Method

In this power-performance characterization report, we evaluated the power and performance of five state-of-the-art image classification Convolutional Neural Networks (CNNs) on the Khadas VIM 3 board. The CNNs used in this study were AlexNet, GoogleNet, MobileNet, ResNet50, and SqueezeNet. These CNNs were executed using the ARM-CL framework on an ARM-based Heterogeneous Multi-Processor Systems on Chip (HMPSoC) known as the Amlogic A311D HMPSoC, which is integrated in the Khadas Vim 3 embedded platform.

The HMPSoC used in this study contains a hexa-core asymmetric ARM big-little multicore CPU with two CPU clusters, Big and Little. The quad-core big CPU cluster contains four high-power, high-performance A73 cores, while the dual-core Little CPU cluster contains two low-power, low-performance A53 cores. The HMPSoC also contains a dual-core Mali G52 MP4 GPU. The maximum frequency for the big CPU cluster, Little CPU cluster, and GPU is 1.8 GHz, 2.2 GHz, and 0.8 GHz, respectively. A 4 GB LPDDR4 main memory supports the HMPSoC. In software, the platform was running Android v9.0 with kernel v4.9. We ran ARM-CL v21.02 on top of it.

To perform the power-performance characterization, we used a modified research version of the ARM-CL library called Pipe-All (Aghapour, \& Torab, 2022). This version of the library allows for simultaneous inference on both CPU and GPU cores using a software pipeline. The parameterized code for Pipe-All allows the user to redistribute the workload between the big CPU cluster, the Little CPU cluster, and the GPU. The Governor used in this work used this workload distribution feature from Pipe-All as a power management knob. In addition to the workload distribution feature, we also used Dynamic Voltage and Frequency Scaling (DVFS) as a power management knob. DVFS technology changes a core’s voltage and frequency at run-time, allowing Governors to tailor the performance of a core to match the requirements and save power. To physically set up the board, we followed the instructions provided in the guide. This included using a laptop running Ubuntu 20.04 and a USB-A port to connect to the Khadas VIM3 board, as well as other required peripheral equipment.

→ **Supplied records**:
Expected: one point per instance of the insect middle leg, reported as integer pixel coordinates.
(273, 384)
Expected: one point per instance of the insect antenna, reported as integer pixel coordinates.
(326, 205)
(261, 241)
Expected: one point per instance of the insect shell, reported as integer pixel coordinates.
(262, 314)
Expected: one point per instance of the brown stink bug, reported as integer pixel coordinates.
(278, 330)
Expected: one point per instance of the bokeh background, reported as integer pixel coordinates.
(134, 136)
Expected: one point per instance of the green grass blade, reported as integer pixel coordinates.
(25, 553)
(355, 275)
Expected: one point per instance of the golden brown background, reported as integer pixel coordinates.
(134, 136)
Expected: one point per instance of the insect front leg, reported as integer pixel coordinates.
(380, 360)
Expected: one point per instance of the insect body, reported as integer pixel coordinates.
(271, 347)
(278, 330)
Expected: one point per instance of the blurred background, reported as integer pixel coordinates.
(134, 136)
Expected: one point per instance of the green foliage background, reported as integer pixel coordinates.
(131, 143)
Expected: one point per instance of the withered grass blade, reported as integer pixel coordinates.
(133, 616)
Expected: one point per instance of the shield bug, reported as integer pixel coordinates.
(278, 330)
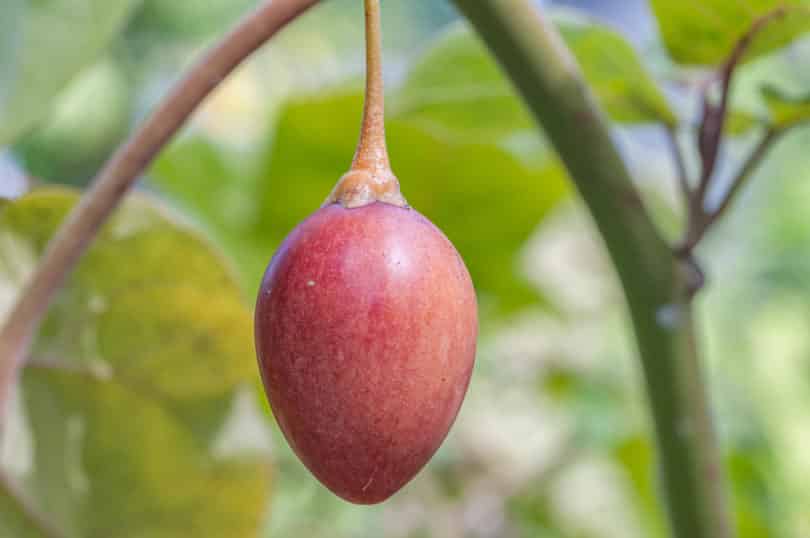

→ **Exercises to complete**:
1 - Decide whether each statement agrees with the method section on CNN power and performance, answering yes or no and quoting the deciding words: (a) The Little CPU cluster has two A53 cores. (b) The laptop used to connect to the board ran Ubuntu 22.04. (c) Pipe-All runs inference on the GPU only.
2 - Continue the method section on CNN power and performance from where it stops.
The material plays no part here.

→ **Results by task**:
1 -
(a) Yes: "the dual-core Little CPU cluster contains two low-power, low-performance A53 cores"
(b) No: "a laptop running Ubuntu 20.04"
(c) No: "allows for simultaneous inference on both CPU and GPU cores"

2 -
We collected power and performance data for each CNN using the governor and power management knobs described above, by recording the minimum, maximum, and median power consumption (W) and the average frame latency during the inference interval. The numbers of frames used for the Little CPU, Big CPU, and GPU are 80, 100, and 100 frames consecutively. Every CNN was run on a combination of pipelines in which each cluster was configured as the first target in the pipeline. For the Little and Big CPUs, the maximum frequency level was also changed incrementally based on the permitted options of frequencies for each of the CPU clusters, to record the power-performance data to analyze the complete relationship between power consumption and performance level. Furthermore, These data were then used to create charts and graphs to visually represent the power and performance characteristics of the CNNs on the Khadas VIM 3 board.

In order to gain a deeper understanding of the impact of ordering on performance and energy consumption, we conducted a series of tests regarding the pipeline’s structure, which can be separated into two kinds of experiments.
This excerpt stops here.